=== Passage shown ===

The apostles gathered around Jesus and reported to him all they had done and taught. Then, because so many people were coming and going that they did not even have a chance to eat, he said to them, “Come with me by yourselves to a quiet place and get some rest”. So they went away by themselves in a boat to a solitary place. But many who saw them leaving recognized them and ran on foot from all the towns and got there ahead of them. When Jesus landed and saw a large crowd, he had compassion on them, because they were like sheep without a shepherd. So he began teaching them many things. By this time it was late in the day, so his disciples came to him. “This is a remote place”, they said, “and it’s already very late. Send the people away so that they can go to the surrounding countryside and villages and buy themselves something to eat”. But he answered, “You give them something to eat”. They said to him, “That would take more than half a year’s wages! Are we to go and spend that much on bread and give it to them to eat?” “How many loaves do you have?” he asked. “Go and see.” When they found out, they said, “Five – and two fish”. Then Jesus directed them to have all the people sit down in groups on the green grass. So they sat down in groups of hundreds and fifties. Taking the five loaves and the two fish and looking up to heaven, he gave thanks and broke the loaves. Then he gave them to his disciples to distribute to the people. He also divided the two fish among them all. They all ate and were satisfied, and the disciples picked up twelve basketfuls of broken pieces of bread and fish. The number of the men who had eaten was five thousand.  Immediately Jesus made his disciples get into the boat and go on ahead of him to Bethsaida, while he dismissed the crowd. After leaving them, he went up on a mountainside to pray (Mk 6:30-46)[3]

The context of this pericope is the sending forth the apostles (6:7-13). They return from their work and are completely exhausted by the teaching they have conducted. What is initially evoked in this context is, in the Deuteronomic tradition, the formation of Israel (and, for Christianity, the Church) as a learning community. The content of this doctrine is, as contextualized by the Gospel of Mark, the Kingdom of God.  Jesus impresses upon his followers this doctrine Jesus not just intellectually, but also inject it into the innermost fibers of the human body. In this context, again and again, his “authority” over the unclean spirits is underscored (eg. Mk 6: 7).  That is because the old symbolic order, which dominates the linguistic, physical and social body, is called “demonic”; it is deeply hostile to life, disorienting and destroying personality. In the center of our existence are forces that lead people into the abyss of death and loneliness.

=== Provided data ===

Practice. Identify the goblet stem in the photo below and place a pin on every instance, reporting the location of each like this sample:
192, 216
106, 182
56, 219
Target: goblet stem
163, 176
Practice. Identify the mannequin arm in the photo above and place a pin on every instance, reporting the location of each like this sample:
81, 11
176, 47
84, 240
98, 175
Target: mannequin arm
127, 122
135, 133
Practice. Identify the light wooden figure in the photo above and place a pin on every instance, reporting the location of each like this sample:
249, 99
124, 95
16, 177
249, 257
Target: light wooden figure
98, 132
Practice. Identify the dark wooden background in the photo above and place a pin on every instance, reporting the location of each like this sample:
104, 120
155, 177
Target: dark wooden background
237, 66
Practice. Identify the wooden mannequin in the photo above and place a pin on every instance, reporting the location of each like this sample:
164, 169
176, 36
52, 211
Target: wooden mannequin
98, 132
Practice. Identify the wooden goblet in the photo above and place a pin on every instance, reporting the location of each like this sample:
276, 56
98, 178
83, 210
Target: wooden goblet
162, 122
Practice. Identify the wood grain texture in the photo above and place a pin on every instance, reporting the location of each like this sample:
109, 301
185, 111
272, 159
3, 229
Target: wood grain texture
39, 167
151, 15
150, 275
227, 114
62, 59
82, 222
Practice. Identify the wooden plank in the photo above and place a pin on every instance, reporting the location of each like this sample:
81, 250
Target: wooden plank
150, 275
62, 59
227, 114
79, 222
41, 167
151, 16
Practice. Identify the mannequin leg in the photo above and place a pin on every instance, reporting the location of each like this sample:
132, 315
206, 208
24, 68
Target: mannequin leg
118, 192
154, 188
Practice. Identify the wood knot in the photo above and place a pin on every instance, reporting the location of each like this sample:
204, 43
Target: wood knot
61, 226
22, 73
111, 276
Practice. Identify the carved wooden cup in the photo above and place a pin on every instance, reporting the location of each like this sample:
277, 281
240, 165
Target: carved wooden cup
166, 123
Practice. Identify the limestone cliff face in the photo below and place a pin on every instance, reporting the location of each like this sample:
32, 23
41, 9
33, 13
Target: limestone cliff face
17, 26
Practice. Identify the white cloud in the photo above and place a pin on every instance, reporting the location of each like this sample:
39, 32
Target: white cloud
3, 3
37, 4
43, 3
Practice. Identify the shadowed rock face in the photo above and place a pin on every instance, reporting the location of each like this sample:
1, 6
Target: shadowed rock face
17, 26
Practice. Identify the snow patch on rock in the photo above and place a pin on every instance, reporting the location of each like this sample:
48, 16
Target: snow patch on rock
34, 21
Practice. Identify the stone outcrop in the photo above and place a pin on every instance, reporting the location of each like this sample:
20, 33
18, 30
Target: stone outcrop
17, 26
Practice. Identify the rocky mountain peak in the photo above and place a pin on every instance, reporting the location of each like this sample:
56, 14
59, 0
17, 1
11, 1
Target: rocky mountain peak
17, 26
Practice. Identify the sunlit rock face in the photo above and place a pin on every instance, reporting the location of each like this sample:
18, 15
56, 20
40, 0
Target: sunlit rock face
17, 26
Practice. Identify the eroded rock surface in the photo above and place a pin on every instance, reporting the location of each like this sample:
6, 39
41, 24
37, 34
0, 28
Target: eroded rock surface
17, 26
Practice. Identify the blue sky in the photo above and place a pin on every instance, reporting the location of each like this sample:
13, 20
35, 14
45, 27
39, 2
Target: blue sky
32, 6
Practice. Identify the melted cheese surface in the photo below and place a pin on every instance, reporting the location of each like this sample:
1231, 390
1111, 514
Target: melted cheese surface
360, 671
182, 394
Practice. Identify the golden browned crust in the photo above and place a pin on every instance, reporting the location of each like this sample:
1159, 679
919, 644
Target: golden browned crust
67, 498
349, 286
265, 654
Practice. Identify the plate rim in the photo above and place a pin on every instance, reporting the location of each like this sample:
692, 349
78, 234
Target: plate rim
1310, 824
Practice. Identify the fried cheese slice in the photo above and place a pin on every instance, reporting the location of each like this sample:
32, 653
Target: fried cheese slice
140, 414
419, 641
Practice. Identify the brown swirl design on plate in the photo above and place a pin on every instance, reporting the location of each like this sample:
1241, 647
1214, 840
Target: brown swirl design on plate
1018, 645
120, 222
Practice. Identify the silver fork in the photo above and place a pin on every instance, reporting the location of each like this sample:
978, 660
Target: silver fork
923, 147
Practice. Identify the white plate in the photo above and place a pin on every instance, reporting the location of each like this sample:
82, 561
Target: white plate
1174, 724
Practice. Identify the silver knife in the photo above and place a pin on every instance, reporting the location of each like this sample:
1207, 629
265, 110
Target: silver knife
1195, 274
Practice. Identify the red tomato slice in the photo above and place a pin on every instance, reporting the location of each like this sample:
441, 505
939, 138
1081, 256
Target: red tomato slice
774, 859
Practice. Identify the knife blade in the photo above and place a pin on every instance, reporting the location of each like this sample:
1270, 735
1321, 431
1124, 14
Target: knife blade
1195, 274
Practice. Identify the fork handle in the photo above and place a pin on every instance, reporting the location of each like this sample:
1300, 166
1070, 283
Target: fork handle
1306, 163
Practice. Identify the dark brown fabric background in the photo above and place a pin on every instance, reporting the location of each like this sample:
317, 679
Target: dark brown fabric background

===

■ Problem 1 ■
Tally the rows that contain the string "dark" and give only that number.
■ Problem 2 ■
Please carry on the passage on the feeding of the five thousand from the point where it stops.
The passage on the feeding of the five thousand and the rows have no connection to each other.

■ Task answer 1 ■
4

■ Task answer 2 ■
Jesus unburdens his twelve disciples by instructing them to rest. Then, as the crowd persists in pursuing them, he performs the teachings himself. His motivation is to get tot he heart of what is meant by the kingdom of God. He allows himself to be overcome by the misery and want of the assembled crowd.  Or, to put it more precisely, he allows their confusion to be felt in his very inner being.  This response expresses a key attribute of the divine itself, which is quintessential to the name of the YHWH – his compassionate care for his own people. The injuries, distress, and confusion of the crowd pierces to the very core of Jesus’ body, which becomes the resonant space for the very place of God, and thus the new heavenly palace of the divine court. God’s old Occidental residence in heaven, or in the temple, where heaven was able to touch the earth, is now transposed into the resonant space of a body in which the suffering of the people resounds and a site of compassion and mercy can be carved out.

This scene is crucial for understanding our remarks that follow. In place of the ancient geography of the heavens, temples, cult, and earth, the body of Jesus emerges as a concrete continuation of Old Testament prophetic geography, focused on YHWH’s compassion extending all the way to the divine entrails. The palace of God as a frame of reference for sacred symbolic order is transformed into a shared space of perception[4], a space which finds concrete forms of expression in the teaching and the life of Jesus and those who follow him. The tremendous effort made by such a reorientation of the present world is immediately made clear to the reader of the Gospel.

Enter the twelve apostles now after taking a rest.   It is evening, the hours subject to death (V 35).  Spatially, our attention is drawn to the “remoteness” (V 35) of the place where Jesus is active.  The “desert” or “remoteness” (êrhmoj) at the same time conjures up another association. It is the place of the demons and thus the ancient locus of disorientation in which the subject is destroyed.

The Twelve apparently urge Jesus to dismiss the people, the expanded group of followers, so that they can buy something to eat (V 16).  But they also seem anxious to go to the “villages,” to return to civilization and not be exposed to the demonic threat of the desert. Although the symbolic order of civilization, although ominous on its own account, has been superseded in the basileia of Jesus, it has not yet been fortified to withstand the threat of the desert. In his general commentary on the Gospel of Mark[5]

B. Stareert attempts very sensitively to show that this gospel was probably read in the Easter service celebration of the Roman congregations and that the catechumens should be understood as belonging to the eschatological Christian community. The gospel  is about a radical change in the symbolic order of knowledge and life, which, if Starzertert is correct, leads the catechumen first through baptism into a life-threatening desert experience in order to arrive on Easter morning in the eschatological community of the Church. The same is happening in this pericope. The crowd has begun to receive the teachings of Jesus, but it would be dangerous to leave them in the “desert” alone.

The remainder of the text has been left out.